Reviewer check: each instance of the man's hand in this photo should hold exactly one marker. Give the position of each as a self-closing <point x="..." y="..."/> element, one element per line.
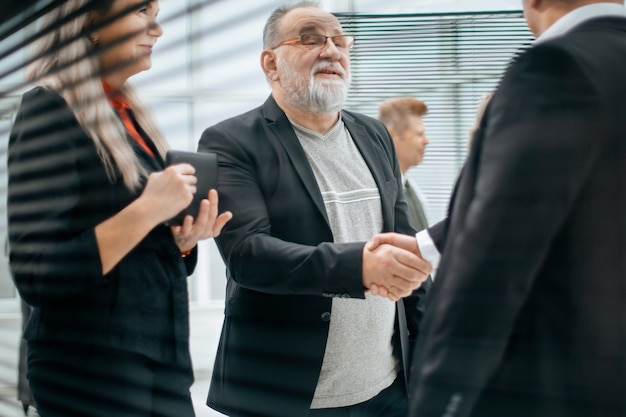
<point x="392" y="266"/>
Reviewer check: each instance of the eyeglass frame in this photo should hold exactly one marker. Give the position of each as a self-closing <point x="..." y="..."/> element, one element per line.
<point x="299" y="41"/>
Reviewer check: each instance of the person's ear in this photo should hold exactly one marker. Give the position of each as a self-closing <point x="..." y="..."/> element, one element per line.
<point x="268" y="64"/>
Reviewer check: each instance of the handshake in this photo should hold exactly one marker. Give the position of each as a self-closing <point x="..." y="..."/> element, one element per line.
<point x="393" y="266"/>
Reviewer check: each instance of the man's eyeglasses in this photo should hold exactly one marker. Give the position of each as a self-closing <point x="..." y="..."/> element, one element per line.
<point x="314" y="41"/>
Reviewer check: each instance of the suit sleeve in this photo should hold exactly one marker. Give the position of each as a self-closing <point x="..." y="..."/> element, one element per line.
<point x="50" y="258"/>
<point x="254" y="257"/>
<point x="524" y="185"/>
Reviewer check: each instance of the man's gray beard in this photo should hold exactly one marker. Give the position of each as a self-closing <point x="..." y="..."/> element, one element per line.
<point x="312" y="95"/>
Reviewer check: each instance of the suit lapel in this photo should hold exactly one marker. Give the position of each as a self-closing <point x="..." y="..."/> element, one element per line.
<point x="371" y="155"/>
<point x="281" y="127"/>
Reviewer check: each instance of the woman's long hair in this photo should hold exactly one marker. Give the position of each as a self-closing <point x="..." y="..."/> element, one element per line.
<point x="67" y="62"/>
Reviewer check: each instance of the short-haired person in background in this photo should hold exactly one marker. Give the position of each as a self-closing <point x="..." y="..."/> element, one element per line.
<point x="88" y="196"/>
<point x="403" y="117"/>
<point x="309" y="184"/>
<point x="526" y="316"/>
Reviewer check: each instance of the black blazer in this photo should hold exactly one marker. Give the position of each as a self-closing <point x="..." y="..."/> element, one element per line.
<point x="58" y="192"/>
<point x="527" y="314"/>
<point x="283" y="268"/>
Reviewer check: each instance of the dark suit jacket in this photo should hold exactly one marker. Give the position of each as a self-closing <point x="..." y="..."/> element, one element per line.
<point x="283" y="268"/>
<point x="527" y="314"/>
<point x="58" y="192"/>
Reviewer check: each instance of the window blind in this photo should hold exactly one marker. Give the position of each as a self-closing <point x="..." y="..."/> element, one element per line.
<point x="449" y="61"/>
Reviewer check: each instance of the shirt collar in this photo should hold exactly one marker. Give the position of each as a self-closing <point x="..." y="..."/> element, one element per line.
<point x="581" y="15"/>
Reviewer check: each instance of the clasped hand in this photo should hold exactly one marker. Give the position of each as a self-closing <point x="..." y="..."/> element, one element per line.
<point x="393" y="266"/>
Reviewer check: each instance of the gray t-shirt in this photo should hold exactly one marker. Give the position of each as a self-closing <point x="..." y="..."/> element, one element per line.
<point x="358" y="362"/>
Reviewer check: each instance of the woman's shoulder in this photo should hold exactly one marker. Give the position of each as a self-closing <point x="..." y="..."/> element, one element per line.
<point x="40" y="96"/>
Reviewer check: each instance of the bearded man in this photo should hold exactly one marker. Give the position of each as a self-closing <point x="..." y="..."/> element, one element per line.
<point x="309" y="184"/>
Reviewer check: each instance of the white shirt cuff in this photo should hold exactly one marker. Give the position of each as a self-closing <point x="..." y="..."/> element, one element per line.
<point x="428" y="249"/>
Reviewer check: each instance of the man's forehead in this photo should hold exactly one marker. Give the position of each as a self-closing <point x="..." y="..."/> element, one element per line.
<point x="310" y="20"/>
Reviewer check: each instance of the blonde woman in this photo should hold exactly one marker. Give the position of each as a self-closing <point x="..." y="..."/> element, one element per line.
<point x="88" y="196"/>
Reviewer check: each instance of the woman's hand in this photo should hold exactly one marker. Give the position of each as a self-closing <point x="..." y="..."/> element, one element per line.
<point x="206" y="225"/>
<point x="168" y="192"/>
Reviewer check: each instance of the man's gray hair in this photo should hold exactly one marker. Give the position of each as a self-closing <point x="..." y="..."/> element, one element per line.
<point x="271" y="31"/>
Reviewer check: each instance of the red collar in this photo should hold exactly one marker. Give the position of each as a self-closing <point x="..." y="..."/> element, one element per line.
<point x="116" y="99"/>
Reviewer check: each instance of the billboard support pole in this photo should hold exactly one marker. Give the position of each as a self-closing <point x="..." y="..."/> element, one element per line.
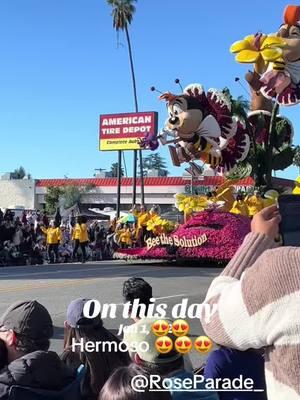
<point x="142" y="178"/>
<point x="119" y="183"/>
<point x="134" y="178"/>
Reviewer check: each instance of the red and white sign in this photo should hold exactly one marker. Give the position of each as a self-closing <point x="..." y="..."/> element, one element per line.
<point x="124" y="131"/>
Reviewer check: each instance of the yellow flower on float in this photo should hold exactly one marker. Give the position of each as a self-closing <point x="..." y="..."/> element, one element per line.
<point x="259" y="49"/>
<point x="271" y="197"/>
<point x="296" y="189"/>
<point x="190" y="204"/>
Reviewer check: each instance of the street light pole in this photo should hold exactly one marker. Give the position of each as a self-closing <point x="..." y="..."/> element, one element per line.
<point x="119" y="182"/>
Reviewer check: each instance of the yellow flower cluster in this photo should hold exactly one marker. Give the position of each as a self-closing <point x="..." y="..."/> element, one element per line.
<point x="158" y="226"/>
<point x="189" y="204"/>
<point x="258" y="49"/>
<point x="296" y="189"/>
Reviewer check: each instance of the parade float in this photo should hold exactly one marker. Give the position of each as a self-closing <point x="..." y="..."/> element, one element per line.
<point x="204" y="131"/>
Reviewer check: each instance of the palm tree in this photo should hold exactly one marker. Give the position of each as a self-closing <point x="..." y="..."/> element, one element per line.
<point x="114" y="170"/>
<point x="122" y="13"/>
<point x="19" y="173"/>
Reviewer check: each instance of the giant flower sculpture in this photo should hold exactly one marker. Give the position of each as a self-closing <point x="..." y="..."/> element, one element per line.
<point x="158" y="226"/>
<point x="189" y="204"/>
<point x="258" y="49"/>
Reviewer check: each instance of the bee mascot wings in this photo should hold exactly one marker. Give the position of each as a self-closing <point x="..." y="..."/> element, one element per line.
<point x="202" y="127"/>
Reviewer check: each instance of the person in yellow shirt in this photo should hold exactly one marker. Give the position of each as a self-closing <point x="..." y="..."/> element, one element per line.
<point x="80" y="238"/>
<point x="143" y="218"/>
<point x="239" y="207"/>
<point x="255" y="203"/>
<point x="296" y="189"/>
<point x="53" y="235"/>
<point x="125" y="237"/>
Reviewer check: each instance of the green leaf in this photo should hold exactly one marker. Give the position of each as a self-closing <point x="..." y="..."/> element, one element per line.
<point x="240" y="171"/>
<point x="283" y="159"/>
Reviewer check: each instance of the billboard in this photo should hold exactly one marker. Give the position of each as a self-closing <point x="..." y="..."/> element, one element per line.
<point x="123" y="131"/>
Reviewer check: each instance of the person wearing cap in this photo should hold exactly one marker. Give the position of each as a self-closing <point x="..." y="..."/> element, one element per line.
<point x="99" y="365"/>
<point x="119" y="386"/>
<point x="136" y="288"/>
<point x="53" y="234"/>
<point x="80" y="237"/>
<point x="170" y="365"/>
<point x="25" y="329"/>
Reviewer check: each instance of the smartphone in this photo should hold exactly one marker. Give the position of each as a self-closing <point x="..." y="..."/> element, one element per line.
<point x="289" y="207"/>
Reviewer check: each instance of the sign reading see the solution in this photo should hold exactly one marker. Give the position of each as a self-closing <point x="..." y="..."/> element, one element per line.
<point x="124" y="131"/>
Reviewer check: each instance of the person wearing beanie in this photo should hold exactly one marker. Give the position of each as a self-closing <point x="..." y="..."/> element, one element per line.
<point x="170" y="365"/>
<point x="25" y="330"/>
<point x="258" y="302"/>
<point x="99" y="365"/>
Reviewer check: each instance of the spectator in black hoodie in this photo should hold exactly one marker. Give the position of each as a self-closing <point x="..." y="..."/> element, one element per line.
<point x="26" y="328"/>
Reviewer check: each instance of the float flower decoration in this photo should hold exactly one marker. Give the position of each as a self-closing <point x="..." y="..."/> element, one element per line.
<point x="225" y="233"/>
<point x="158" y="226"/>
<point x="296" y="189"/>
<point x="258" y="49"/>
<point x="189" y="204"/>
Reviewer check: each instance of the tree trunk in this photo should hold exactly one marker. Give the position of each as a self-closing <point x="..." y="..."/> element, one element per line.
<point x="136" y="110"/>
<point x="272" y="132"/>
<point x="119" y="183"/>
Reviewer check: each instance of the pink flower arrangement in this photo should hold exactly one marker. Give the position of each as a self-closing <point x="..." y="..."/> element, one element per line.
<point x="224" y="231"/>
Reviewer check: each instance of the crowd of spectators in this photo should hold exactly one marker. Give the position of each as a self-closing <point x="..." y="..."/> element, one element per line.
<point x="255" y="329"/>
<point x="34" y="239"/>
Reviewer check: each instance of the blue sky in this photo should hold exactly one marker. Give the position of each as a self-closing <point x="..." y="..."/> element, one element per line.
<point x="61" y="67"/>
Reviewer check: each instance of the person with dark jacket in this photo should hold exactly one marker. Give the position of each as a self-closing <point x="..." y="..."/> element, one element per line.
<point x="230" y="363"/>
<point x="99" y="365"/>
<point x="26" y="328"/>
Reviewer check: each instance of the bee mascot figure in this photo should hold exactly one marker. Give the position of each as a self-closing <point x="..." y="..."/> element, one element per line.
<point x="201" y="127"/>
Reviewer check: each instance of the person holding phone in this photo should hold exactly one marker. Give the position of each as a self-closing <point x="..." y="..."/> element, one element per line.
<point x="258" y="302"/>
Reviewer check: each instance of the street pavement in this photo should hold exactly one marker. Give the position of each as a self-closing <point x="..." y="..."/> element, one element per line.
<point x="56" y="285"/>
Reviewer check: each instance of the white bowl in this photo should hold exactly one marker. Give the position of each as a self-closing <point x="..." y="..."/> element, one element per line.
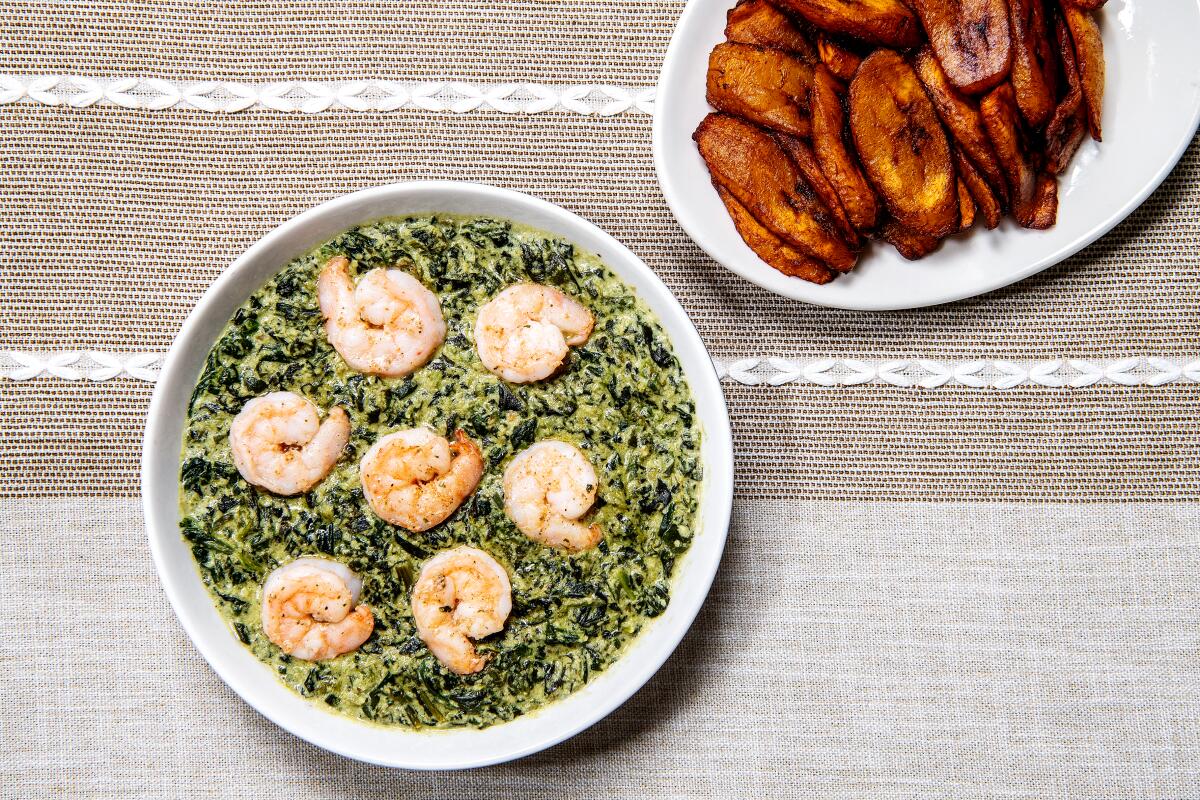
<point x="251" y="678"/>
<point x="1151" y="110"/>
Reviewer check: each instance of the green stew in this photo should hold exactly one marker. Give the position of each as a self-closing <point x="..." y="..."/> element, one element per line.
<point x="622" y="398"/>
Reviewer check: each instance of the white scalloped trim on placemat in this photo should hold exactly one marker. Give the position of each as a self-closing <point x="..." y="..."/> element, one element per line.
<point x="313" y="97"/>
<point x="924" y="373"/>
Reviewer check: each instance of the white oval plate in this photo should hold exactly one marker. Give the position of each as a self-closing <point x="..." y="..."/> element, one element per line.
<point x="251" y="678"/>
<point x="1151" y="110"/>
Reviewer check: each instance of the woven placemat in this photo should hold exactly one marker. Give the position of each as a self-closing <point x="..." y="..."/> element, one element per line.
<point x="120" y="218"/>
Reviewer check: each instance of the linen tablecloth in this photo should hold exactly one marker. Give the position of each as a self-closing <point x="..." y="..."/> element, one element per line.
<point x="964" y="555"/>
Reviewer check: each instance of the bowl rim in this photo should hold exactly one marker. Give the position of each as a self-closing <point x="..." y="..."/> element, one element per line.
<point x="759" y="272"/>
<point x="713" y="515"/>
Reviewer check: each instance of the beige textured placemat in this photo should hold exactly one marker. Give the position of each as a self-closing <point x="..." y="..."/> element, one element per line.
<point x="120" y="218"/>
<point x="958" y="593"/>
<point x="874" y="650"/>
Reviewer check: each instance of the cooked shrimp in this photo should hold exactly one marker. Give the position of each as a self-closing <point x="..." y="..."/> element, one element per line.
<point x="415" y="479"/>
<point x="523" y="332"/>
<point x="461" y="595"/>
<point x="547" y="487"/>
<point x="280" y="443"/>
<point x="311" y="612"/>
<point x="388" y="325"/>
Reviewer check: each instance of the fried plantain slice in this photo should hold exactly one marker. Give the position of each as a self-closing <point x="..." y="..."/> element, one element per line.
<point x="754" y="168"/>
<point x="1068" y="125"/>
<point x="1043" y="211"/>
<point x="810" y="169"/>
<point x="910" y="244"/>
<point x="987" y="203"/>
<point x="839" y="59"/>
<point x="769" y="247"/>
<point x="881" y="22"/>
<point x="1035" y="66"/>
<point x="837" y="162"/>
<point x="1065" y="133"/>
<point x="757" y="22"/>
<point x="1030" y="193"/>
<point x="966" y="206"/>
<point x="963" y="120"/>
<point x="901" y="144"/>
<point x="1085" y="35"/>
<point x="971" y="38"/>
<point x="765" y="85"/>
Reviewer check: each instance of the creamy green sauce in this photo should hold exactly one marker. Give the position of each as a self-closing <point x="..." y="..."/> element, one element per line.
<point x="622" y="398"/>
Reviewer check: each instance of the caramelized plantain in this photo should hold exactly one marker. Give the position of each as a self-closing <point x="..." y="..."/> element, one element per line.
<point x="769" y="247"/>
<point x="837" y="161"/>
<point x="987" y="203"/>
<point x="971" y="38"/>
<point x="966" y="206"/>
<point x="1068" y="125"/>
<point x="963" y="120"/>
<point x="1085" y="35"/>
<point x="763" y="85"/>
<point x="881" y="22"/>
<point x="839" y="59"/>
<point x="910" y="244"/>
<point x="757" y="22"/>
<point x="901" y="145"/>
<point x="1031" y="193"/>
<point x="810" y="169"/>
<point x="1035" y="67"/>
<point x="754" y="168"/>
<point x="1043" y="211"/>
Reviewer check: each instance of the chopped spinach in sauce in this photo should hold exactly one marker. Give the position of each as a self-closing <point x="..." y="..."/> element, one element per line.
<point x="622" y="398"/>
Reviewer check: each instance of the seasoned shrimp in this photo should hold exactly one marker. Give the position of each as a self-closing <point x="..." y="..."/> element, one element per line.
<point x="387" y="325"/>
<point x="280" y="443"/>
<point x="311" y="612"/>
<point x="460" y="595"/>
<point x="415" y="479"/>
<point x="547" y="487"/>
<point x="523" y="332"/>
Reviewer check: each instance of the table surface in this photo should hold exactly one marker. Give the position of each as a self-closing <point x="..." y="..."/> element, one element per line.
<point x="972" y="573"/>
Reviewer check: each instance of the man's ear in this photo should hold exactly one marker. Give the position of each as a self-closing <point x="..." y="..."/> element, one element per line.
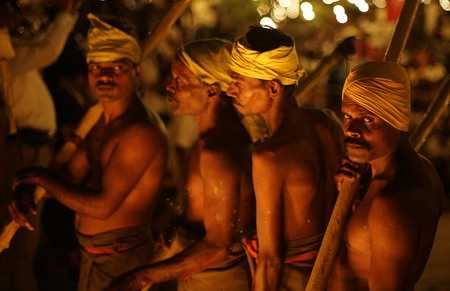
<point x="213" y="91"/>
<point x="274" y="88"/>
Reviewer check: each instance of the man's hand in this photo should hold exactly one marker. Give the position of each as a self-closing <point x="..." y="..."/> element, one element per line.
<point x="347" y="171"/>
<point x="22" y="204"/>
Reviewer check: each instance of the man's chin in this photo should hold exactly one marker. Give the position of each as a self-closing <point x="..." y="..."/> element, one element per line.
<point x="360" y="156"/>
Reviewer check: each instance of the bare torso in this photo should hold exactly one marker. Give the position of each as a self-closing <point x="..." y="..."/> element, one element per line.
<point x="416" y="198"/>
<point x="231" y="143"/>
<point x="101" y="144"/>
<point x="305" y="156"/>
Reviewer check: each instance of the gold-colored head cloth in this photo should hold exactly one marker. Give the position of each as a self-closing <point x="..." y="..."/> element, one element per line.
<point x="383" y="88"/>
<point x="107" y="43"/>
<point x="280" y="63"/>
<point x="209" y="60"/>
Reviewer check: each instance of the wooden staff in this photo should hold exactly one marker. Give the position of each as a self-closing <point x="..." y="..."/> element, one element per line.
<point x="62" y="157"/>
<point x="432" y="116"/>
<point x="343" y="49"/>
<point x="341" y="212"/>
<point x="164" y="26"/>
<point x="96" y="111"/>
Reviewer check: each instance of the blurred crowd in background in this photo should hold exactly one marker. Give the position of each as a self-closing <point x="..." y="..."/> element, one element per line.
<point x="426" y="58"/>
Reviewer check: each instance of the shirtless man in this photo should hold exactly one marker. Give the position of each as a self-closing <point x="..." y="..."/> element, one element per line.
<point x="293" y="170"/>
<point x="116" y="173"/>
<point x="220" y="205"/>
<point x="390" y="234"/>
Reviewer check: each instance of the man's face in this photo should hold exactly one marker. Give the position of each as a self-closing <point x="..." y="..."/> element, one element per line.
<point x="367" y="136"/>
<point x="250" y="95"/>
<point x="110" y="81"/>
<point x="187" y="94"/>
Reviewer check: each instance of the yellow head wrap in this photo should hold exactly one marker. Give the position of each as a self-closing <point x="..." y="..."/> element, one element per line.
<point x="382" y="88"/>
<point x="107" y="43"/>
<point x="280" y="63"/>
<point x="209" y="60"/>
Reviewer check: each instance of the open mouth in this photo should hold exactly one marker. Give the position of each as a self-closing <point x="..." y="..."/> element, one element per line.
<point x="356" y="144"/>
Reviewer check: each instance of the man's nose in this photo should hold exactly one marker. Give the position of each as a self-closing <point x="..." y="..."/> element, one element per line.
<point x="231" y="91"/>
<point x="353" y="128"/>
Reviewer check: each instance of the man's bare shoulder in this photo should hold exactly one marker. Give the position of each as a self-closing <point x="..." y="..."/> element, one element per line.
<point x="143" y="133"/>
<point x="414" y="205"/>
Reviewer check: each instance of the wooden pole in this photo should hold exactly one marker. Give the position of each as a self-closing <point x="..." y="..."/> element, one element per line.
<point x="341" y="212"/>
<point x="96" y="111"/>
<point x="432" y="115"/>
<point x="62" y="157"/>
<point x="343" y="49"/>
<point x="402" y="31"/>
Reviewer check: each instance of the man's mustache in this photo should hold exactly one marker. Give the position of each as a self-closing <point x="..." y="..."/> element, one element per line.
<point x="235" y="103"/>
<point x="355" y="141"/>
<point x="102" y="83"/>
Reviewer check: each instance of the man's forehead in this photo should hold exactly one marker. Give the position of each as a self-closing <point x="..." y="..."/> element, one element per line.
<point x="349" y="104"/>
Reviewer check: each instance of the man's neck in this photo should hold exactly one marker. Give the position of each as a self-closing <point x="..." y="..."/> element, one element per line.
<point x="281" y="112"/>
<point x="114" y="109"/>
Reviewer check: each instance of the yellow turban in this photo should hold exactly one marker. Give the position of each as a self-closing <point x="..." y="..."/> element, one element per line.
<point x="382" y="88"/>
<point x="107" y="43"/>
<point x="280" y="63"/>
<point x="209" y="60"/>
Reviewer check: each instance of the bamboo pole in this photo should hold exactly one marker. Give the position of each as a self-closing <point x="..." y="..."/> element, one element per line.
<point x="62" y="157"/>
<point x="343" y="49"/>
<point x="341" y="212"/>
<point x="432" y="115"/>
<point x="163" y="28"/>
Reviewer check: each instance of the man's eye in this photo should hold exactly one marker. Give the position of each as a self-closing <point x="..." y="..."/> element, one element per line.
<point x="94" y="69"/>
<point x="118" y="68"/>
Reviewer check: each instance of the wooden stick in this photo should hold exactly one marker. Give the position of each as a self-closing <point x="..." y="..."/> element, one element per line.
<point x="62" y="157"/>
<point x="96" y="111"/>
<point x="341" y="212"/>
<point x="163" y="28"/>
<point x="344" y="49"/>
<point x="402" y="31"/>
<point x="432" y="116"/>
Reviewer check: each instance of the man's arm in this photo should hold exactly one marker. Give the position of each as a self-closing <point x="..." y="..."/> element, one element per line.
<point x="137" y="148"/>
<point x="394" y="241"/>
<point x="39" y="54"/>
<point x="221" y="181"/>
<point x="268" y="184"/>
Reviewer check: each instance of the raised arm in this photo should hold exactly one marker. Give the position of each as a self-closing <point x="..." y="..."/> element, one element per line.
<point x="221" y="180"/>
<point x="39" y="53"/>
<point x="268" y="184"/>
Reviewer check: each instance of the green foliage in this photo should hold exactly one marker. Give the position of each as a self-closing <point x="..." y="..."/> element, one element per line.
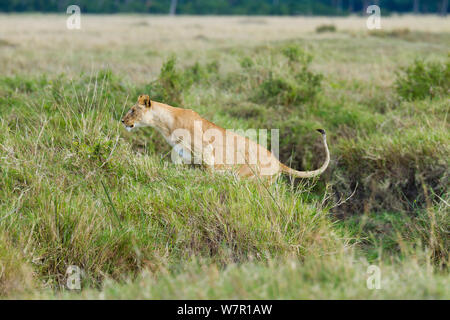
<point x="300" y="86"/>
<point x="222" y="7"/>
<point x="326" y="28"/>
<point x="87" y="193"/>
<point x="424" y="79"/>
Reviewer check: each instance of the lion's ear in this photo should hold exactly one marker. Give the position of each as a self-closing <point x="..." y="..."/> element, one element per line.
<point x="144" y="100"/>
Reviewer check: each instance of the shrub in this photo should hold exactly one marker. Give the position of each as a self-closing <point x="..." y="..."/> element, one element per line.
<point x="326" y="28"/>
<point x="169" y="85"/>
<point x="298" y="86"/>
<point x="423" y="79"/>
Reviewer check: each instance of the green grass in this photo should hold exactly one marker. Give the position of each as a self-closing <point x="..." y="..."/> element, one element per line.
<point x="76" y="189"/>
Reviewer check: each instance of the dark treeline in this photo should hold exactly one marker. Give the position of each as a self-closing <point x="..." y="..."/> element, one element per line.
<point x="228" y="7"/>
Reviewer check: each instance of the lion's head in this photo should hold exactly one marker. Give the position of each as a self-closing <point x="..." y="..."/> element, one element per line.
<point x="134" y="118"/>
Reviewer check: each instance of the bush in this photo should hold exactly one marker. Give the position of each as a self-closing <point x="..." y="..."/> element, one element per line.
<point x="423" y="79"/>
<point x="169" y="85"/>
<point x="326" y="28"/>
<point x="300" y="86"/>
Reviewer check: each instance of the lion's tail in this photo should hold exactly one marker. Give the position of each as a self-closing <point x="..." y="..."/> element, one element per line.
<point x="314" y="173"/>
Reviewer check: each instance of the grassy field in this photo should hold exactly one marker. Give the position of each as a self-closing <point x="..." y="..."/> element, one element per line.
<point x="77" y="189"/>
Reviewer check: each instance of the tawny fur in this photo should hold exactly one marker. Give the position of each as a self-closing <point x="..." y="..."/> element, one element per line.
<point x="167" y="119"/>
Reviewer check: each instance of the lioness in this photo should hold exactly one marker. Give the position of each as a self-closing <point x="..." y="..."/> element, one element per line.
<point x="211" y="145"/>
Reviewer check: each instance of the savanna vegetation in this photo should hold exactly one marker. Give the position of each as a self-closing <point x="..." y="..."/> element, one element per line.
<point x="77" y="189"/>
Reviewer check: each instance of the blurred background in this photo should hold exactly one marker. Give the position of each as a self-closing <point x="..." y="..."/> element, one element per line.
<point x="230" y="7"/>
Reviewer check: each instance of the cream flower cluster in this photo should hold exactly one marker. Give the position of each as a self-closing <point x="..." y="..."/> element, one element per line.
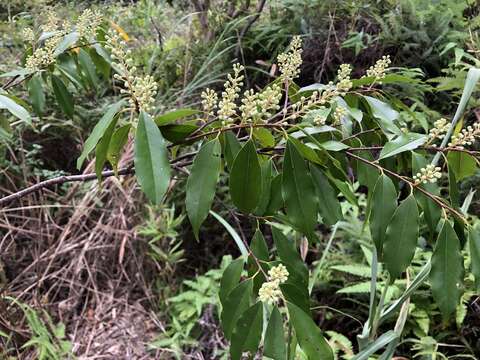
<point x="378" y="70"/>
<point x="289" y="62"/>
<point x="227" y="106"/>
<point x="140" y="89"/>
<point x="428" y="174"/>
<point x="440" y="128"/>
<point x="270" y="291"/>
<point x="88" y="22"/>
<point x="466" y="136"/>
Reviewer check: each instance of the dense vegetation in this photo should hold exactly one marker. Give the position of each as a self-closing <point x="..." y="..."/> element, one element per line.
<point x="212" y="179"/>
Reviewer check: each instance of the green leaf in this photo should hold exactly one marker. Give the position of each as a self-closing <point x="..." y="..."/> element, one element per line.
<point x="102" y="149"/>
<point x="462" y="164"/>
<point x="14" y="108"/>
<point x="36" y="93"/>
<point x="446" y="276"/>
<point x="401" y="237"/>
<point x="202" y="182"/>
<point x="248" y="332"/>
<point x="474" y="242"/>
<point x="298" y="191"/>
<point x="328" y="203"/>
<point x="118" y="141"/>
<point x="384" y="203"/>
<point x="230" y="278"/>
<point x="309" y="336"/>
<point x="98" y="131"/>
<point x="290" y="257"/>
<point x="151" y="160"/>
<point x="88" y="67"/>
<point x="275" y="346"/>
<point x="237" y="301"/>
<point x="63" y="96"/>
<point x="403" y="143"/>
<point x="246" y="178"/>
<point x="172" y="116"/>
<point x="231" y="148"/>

Problem to work on —
Starting at the line that contains "Reviewer check: each instance of the dense", print every line through the end of the listing, word for word. Leave out all the rest.

The completed task —
Reviewer check: each instance of the dense vegetation in this photo should hold exactly one marker. Give the position of each as a self-closing <point x="..." y="..."/> element, one element per line.
<point x="212" y="179"/>
Reviewer check: each instance of the green leaf in this photo should hold exactly one marker. Give the position of each as a self-closing <point x="..." y="..."/> element, one element per line.
<point x="102" y="149"/>
<point x="462" y="164"/>
<point x="14" y="108"/>
<point x="36" y="93"/>
<point x="446" y="276"/>
<point x="401" y="237"/>
<point x="202" y="182"/>
<point x="248" y="332"/>
<point x="474" y="242"/>
<point x="298" y="191"/>
<point x="328" y="203"/>
<point x="118" y="141"/>
<point x="384" y="203"/>
<point x="230" y="278"/>
<point x="309" y="336"/>
<point x="98" y="131"/>
<point x="290" y="257"/>
<point x="151" y="160"/>
<point x="88" y="67"/>
<point x="275" y="346"/>
<point x="237" y="301"/>
<point x="63" y="96"/>
<point x="403" y="143"/>
<point x="246" y="178"/>
<point x="172" y="116"/>
<point x="231" y="148"/>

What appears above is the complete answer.